***** SELECTED TEXT

Table of Contents

Package games for distribution

How to package your game for distribution.

Desktop games

To publish desktop games, it is recommended that you build your project as a self-contained .NET application. As such, your game will require absolutely no external dependencies and should run out-of-the-box as-is.

Building and packaging

From the .NET CLI:

dotnet publish -c Release -r win-x64 -p:PublishReadyToRun=false -p:TieredCompilation=false -p:PublishAot=true --self-contained

Important

We are making use of the PublishAot option. Using Aot has some restrictions which may require changes to your game code. Especially if you are using Reflection.

You can then zip the content of the publish folder and distribute the archive as-is.

If you are targeting WindowsDX, note that players will need the DirectX June 2010 runtime to be installed on their machine for audio and gamepads to work properly.

Special notes about .NET parameters

.NET proposes several parameters when publishing apps that may sound helpful, but have many issues when it comes to games (because they were never meant for games in the first place, but for small lightweight applications).

**********

**PARTS OF THE EXERCISE**.
1. Answer these questions from the guide on packaging games for distribution:
(a) What must players have installed for audio and gamepads to work when a game targets WindowsDX?
(b) What can be done with the publish folder once the build is finished?
(c) Which publish option can require changes to game code, particularly code that uses Reflection?
2. Using the guide on packaging games for distribution, explain why it recommends building desktop games as self-contained .NET applications.
None of the lines that follow are needed.

***** DATA LISTING

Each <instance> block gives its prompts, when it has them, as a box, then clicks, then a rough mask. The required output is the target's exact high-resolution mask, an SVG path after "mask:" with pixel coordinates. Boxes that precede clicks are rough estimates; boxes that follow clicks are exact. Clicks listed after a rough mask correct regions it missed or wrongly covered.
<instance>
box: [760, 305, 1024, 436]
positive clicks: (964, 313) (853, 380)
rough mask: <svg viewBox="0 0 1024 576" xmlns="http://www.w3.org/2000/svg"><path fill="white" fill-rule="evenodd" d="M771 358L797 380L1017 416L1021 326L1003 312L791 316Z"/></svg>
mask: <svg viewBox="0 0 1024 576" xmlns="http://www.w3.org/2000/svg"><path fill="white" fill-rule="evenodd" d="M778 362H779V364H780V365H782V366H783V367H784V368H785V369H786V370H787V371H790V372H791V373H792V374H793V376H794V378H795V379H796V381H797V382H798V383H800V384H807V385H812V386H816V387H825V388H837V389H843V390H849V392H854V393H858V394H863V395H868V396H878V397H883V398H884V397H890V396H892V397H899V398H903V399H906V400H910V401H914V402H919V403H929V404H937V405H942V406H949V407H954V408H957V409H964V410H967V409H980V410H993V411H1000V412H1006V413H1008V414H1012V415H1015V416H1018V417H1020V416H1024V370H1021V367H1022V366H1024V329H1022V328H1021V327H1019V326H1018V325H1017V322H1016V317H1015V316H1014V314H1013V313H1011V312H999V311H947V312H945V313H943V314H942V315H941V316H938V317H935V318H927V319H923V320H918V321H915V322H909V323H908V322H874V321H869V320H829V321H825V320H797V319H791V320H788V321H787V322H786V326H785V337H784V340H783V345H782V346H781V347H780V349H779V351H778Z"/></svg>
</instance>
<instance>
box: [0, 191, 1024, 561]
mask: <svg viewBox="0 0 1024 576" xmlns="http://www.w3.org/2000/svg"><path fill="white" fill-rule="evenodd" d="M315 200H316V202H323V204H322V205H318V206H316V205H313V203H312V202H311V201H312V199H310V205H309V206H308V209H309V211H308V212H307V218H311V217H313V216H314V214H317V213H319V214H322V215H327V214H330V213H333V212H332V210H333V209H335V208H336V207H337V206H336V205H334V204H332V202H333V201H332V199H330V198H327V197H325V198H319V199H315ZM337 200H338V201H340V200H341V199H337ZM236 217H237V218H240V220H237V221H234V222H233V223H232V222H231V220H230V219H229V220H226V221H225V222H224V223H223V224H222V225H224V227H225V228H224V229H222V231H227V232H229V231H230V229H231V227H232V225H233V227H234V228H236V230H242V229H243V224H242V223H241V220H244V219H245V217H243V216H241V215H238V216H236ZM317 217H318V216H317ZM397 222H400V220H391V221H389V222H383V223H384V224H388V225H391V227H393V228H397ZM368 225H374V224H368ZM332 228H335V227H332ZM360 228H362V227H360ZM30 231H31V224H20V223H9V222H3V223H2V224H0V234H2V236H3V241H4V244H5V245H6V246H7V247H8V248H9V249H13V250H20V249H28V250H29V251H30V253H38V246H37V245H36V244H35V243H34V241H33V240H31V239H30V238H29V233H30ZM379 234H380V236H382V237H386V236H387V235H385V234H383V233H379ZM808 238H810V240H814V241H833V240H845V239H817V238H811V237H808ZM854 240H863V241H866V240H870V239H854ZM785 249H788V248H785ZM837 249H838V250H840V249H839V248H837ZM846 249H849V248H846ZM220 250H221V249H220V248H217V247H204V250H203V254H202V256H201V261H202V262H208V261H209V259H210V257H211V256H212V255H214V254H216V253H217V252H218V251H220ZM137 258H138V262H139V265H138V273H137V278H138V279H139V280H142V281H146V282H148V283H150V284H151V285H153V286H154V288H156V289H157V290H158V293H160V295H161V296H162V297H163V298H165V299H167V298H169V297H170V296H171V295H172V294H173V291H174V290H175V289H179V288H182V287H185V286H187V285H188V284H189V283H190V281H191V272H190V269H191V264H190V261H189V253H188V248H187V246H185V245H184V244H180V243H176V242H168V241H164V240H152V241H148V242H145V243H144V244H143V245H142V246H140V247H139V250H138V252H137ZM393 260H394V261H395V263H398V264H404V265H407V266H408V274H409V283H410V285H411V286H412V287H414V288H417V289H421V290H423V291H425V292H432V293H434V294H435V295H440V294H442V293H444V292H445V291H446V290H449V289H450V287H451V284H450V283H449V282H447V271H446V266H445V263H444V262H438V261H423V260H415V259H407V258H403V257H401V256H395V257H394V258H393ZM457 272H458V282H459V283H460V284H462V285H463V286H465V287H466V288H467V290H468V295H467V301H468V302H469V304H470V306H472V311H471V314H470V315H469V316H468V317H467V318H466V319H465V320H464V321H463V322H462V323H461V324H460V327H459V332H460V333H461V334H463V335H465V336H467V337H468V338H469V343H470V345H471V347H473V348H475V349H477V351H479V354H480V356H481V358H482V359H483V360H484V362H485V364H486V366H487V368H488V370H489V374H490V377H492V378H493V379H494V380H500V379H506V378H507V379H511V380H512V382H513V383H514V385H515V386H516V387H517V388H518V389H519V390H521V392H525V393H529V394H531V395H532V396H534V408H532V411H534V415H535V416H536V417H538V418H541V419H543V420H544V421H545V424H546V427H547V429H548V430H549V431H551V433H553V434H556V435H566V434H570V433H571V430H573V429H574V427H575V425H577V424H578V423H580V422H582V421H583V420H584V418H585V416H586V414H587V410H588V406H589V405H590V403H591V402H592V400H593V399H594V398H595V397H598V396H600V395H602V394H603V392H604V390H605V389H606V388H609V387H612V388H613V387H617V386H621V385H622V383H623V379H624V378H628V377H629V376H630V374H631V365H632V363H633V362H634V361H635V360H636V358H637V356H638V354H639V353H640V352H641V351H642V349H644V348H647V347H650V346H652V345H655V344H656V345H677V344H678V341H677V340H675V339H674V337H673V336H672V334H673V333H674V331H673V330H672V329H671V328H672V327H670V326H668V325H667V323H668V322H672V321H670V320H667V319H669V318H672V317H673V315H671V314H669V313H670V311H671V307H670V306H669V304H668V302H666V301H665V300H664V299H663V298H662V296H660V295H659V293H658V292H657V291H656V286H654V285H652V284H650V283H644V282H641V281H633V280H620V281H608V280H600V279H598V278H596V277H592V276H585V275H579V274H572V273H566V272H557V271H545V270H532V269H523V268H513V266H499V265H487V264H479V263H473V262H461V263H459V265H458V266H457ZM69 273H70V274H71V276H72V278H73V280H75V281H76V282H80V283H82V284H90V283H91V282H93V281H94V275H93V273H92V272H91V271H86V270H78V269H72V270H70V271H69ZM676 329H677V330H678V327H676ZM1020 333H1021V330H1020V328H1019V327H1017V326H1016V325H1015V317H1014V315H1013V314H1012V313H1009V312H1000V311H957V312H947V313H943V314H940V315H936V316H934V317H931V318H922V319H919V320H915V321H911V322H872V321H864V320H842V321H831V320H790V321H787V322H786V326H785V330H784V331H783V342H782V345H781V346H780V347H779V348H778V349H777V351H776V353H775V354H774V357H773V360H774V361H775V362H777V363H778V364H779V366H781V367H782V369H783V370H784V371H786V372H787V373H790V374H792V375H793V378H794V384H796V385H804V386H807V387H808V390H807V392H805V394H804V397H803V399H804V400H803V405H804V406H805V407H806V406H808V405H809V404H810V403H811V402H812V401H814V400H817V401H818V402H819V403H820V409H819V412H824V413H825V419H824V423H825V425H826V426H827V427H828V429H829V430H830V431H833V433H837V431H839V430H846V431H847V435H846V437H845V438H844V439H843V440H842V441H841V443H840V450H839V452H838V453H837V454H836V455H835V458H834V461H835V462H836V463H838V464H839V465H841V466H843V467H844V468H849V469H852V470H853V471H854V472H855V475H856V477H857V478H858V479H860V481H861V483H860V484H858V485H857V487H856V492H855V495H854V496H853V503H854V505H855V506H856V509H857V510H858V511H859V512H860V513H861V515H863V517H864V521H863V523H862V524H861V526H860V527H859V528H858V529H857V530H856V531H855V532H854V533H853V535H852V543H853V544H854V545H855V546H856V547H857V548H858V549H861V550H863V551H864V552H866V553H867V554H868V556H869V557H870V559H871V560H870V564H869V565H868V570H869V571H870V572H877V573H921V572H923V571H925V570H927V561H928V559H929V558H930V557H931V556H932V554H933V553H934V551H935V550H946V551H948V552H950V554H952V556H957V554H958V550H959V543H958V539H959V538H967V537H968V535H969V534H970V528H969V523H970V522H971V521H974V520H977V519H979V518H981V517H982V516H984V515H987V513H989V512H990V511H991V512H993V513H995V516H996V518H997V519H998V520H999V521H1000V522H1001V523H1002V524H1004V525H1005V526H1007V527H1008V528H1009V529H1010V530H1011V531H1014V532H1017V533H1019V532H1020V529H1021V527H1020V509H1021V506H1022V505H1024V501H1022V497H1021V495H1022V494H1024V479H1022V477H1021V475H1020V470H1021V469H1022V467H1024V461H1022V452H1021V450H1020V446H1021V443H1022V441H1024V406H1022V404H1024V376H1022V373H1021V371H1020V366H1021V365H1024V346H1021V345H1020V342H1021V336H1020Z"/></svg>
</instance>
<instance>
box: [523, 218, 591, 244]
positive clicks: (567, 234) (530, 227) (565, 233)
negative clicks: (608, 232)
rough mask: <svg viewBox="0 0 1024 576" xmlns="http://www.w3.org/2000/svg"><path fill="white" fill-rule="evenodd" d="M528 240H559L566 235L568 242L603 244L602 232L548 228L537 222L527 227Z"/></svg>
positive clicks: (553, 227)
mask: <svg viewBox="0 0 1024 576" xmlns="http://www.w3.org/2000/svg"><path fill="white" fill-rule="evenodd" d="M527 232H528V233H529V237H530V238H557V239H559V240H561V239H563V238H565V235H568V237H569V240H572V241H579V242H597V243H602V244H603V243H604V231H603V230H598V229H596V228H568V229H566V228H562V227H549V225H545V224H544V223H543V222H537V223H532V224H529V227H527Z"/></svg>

**********

**EXPECTED RESPONSES**.
1.
(a) The DirectX June 2010 runtime.
(b) Its content can be zipped and the archive distributed as-is.
(c) The PublishAot option.

2. A self-contained build means the game needs no external dependencies. It should therefore run out-of-the-box as-is.